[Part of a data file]
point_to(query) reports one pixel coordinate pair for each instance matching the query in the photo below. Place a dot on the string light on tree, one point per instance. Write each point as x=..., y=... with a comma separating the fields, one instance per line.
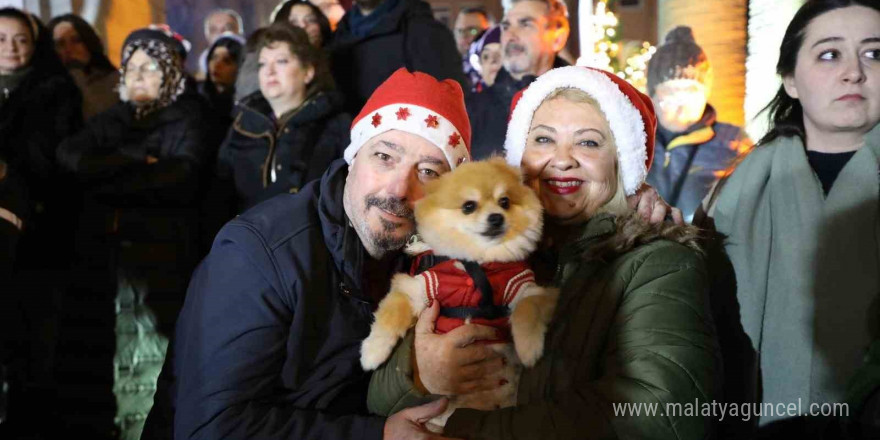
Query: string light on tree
x=628, y=60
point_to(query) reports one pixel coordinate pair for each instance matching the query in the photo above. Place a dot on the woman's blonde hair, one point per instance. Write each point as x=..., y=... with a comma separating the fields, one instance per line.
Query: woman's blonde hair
x=617, y=204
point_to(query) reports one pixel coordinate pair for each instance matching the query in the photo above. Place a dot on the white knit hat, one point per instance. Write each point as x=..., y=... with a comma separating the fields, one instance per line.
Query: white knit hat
x=630, y=115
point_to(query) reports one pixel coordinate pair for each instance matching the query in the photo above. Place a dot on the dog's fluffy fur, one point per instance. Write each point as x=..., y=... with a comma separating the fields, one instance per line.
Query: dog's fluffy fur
x=450, y=230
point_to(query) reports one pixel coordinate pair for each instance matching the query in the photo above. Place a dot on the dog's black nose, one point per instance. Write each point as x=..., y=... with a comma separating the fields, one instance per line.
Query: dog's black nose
x=496, y=220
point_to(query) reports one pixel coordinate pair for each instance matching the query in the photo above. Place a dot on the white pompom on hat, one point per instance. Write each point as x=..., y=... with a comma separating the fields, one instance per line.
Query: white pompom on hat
x=630, y=115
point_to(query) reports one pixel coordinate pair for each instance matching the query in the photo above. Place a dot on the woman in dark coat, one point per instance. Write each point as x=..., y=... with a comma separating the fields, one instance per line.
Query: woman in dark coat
x=82, y=53
x=288, y=133
x=305, y=15
x=223, y=61
x=139, y=167
x=39, y=106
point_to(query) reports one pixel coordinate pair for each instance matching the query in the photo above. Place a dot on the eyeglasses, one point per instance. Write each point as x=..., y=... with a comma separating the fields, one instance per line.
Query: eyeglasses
x=147, y=70
x=471, y=31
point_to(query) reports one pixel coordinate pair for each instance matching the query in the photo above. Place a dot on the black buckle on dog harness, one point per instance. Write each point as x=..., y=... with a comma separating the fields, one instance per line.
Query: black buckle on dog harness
x=487, y=308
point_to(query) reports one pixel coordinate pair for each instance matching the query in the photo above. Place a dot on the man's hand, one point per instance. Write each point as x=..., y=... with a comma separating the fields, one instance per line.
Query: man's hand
x=410, y=423
x=651, y=207
x=452, y=364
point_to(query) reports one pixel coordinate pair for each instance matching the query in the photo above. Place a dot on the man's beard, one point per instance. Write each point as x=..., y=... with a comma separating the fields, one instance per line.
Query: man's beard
x=515, y=65
x=368, y=4
x=379, y=244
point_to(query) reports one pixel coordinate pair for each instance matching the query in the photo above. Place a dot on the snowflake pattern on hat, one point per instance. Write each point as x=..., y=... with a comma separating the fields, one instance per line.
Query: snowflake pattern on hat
x=402, y=114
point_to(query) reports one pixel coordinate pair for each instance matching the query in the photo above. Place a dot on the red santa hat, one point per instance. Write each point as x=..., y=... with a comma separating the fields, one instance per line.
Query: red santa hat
x=630, y=115
x=416, y=103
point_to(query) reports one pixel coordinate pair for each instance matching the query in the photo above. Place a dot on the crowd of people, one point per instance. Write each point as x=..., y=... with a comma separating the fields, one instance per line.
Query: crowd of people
x=199, y=254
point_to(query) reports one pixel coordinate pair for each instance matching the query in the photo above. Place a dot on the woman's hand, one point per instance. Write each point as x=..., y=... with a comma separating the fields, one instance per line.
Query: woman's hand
x=651, y=207
x=451, y=363
x=410, y=423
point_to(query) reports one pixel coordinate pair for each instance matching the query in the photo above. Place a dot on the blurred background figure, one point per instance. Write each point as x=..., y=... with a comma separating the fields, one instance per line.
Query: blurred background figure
x=138, y=164
x=307, y=16
x=39, y=106
x=216, y=23
x=469, y=25
x=377, y=37
x=288, y=131
x=693, y=148
x=248, y=81
x=333, y=10
x=82, y=53
x=533, y=32
x=224, y=60
x=485, y=58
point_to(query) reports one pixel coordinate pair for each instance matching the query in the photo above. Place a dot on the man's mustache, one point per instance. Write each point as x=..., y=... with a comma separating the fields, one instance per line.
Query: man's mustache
x=393, y=205
x=513, y=47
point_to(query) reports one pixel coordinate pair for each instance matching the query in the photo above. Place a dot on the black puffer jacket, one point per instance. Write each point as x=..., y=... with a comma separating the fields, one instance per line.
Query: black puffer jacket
x=263, y=157
x=35, y=116
x=406, y=36
x=268, y=342
x=110, y=155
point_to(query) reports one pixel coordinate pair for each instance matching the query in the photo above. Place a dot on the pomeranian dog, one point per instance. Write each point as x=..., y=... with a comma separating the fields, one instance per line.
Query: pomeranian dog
x=476, y=226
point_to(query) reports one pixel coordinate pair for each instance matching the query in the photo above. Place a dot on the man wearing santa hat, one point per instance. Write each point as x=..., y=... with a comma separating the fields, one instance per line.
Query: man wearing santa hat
x=268, y=342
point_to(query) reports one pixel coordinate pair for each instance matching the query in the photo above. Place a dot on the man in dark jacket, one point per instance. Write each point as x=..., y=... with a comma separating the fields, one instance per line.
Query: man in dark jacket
x=377, y=37
x=693, y=148
x=532, y=34
x=268, y=342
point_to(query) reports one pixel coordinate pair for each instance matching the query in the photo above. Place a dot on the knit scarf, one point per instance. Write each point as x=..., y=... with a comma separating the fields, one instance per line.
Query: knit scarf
x=807, y=267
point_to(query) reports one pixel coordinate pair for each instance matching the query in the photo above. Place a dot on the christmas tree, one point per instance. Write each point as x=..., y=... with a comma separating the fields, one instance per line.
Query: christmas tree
x=629, y=60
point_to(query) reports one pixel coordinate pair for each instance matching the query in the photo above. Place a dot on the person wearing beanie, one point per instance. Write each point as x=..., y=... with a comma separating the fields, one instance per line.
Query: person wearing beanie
x=634, y=327
x=267, y=345
x=693, y=148
x=485, y=58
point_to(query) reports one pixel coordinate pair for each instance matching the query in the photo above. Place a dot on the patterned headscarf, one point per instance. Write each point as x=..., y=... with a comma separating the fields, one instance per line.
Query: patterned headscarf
x=170, y=64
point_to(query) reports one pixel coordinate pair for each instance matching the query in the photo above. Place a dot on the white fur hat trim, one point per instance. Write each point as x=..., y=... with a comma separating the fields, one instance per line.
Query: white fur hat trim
x=624, y=119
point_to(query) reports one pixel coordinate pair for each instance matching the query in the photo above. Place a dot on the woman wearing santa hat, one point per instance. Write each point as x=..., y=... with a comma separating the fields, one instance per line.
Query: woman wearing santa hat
x=633, y=323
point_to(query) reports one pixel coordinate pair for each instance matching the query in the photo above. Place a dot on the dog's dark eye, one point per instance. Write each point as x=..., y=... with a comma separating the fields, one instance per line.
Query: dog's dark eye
x=469, y=207
x=504, y=203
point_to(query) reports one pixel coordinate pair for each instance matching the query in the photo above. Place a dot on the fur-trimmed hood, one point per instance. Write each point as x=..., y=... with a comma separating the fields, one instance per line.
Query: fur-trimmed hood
x=606, y=236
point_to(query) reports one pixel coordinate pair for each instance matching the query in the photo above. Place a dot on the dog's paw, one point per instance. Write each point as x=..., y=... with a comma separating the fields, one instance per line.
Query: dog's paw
x=375, y=350
x=529, y=343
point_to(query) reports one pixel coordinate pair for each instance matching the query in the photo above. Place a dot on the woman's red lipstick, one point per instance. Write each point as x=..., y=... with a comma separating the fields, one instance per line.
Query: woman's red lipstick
x=563, y=185
x=851, y=97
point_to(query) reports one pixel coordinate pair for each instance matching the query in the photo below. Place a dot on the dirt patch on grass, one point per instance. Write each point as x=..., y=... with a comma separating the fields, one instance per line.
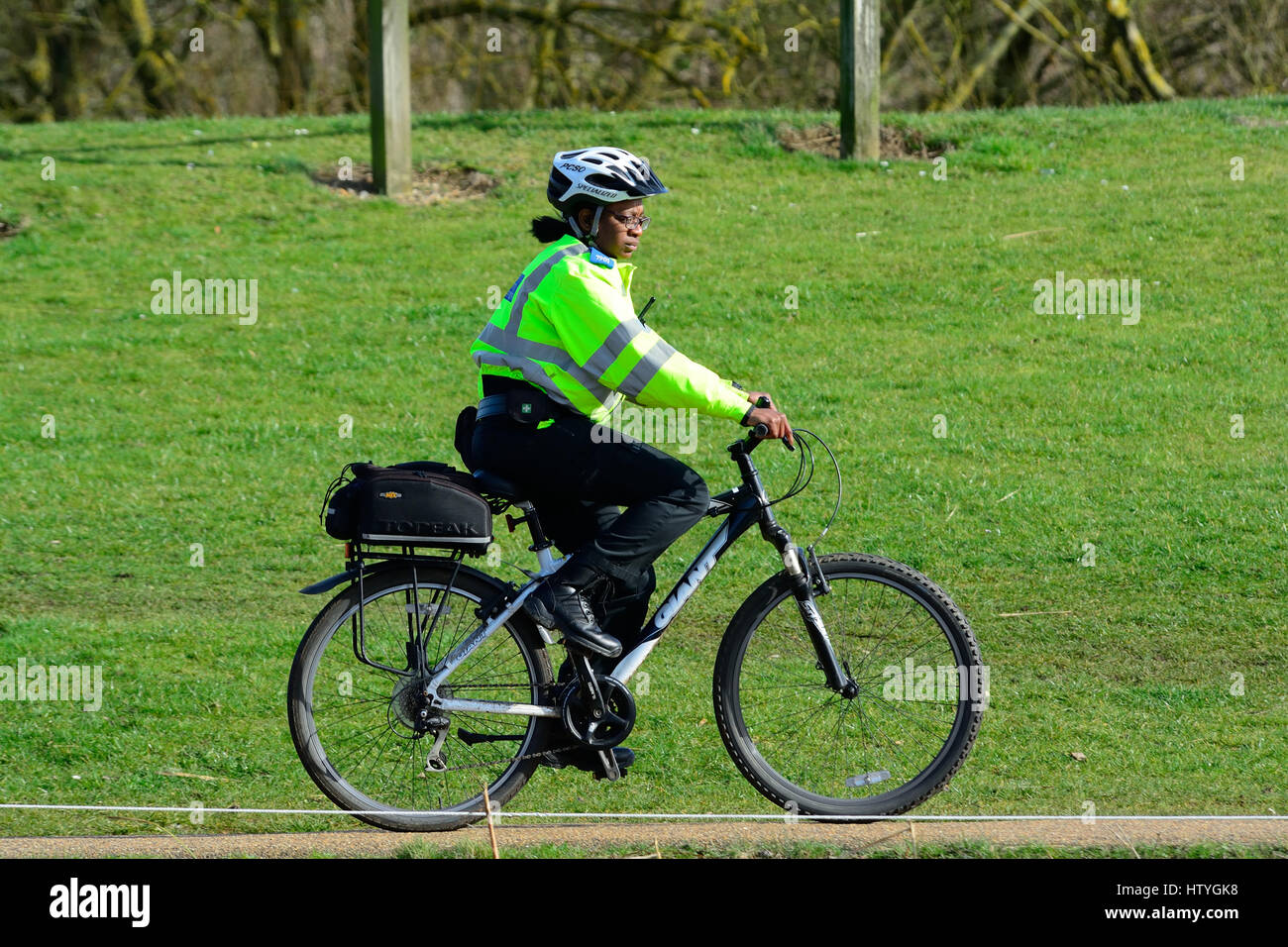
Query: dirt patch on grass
x=11, y=230
x=1256, y=121
x=430, y=184
x=896, y=142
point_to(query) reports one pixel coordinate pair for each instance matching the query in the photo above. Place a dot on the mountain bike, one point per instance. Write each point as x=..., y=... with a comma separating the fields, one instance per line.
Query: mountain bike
x=845, y=685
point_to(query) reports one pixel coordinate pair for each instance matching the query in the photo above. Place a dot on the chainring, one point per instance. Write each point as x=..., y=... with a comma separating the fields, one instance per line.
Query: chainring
x=612, y=728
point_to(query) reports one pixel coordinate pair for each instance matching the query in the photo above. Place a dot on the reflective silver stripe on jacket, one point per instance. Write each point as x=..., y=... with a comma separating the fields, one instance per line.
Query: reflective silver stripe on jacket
x=535, y=278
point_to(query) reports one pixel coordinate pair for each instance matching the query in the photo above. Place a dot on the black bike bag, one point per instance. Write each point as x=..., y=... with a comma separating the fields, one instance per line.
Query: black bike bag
x=421, y=502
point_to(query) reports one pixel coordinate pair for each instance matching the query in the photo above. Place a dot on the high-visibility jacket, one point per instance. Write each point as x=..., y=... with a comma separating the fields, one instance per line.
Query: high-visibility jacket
x=567, y=326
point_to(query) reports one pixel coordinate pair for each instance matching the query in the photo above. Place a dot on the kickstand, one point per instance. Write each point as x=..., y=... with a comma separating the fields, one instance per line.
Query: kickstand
x=608, y=767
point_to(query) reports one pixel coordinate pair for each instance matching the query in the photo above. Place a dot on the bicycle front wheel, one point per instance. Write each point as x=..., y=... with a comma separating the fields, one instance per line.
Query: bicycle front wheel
x=366, y=735
x=921, y=693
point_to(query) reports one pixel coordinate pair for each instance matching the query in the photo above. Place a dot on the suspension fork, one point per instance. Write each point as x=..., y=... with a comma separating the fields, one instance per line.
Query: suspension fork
x=799, y=573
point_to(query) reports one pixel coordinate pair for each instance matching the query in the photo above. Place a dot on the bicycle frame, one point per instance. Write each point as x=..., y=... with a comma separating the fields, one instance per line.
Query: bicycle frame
x=746, y=505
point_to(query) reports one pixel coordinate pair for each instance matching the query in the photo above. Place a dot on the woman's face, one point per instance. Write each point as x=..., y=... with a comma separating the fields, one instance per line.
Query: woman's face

■ **Exercise prompt**: Please copy verbatim the lines of the material above, starting at the line containing "on the high-visibility" and ending at the line containing "x=608, y=767", with both of those lines included.

■ **Result of this exercise**:
point_to(query) reports one pixel coordinate pair for each instance matching the query in the photo above. Place a dot on the high-visibility jacket, one point per instance. Write each point as x=..., y=... with a comma separating the fields, one instance per line.
Query: high-visibility jacket
x=567, y=326
point_to(query) reports one pixel coordinate pair for each instance matching the query in the photo above. Place a dot on the kickstand, one point per instance. Write each point as x=..., y=... with a comma separating the fields, one instance per line.
Query: kickstand
x=608, y=767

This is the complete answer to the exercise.